Point localization data
------------------------------

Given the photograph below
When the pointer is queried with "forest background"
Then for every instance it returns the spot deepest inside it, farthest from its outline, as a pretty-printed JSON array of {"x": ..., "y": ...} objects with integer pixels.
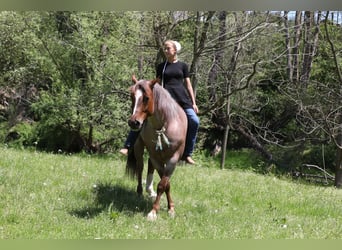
[{"x": 267, "y": 81}]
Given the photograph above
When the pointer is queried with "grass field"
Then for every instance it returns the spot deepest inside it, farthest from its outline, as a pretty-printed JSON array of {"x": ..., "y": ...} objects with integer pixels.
[{"x": 48, "y": 196}]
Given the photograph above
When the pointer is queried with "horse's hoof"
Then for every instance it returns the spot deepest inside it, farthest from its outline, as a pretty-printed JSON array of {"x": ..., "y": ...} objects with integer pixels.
[{"x": 152, "y": 216}]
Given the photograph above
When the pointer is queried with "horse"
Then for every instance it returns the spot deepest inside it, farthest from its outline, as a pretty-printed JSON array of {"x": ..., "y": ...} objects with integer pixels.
[{"x": 163, "y": 125}]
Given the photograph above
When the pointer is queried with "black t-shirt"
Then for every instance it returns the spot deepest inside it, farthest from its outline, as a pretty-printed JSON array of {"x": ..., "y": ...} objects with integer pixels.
[{"x": 173, "y": 79}]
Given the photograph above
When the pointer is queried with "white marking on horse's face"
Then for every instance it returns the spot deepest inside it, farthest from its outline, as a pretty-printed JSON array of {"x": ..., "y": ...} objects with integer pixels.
[{"x": 137, "y": 96}]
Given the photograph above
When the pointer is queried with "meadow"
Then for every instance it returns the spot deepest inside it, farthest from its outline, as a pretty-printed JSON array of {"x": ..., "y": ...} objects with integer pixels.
[{"x": 58, "y": 196}]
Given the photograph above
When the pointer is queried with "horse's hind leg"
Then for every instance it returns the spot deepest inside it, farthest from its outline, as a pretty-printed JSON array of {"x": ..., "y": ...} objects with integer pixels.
[
  {"x": 149, "y": 180},
  {"x": 170, "y": 204}
]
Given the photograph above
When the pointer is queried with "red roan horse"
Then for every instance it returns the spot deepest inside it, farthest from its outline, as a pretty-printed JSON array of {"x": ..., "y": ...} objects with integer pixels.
[{"x": 162, "y": 124}]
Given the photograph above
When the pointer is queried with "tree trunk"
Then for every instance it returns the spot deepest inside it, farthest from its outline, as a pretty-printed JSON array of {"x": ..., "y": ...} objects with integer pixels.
[
  {"x": 200, "y": 39},
  {"x": 295, "y": 50},
  {"x": 338, "y": 173},
  {"x": 310, "y": 44}
]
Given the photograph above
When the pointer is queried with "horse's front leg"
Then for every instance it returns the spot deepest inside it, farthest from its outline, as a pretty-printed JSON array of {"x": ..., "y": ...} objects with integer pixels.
[
  {"x": 149, "y": 180},
  {"x": 162, "y": 186},
  {"x": 139, "y": 156}
]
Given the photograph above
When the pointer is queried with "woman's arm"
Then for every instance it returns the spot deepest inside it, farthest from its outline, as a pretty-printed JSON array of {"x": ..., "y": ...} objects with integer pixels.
[{"x": 191, "y": 93}]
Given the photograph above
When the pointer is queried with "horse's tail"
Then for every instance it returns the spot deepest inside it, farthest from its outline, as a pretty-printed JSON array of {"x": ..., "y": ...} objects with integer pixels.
[{"x": 131, "y": 164}]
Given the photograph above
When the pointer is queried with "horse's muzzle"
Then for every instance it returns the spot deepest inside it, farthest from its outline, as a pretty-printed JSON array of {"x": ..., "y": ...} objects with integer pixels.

------------------------------

_Try it_
Find and copy each line above holding "horse".

_Expected answer_
When the pointer is queried with "horse's hoof"
When the pointer is queried with "horse"
When the pointer is queried with "white marking on horse's face"
When the pointer is queried with "horse's hind leg"
When the pointer is queried with "red roan horse"
When the pointer is queried with "horse's front leg"
When the pointer is queried with "horse's tail"
When the pointer is queried with "horse's muzzle"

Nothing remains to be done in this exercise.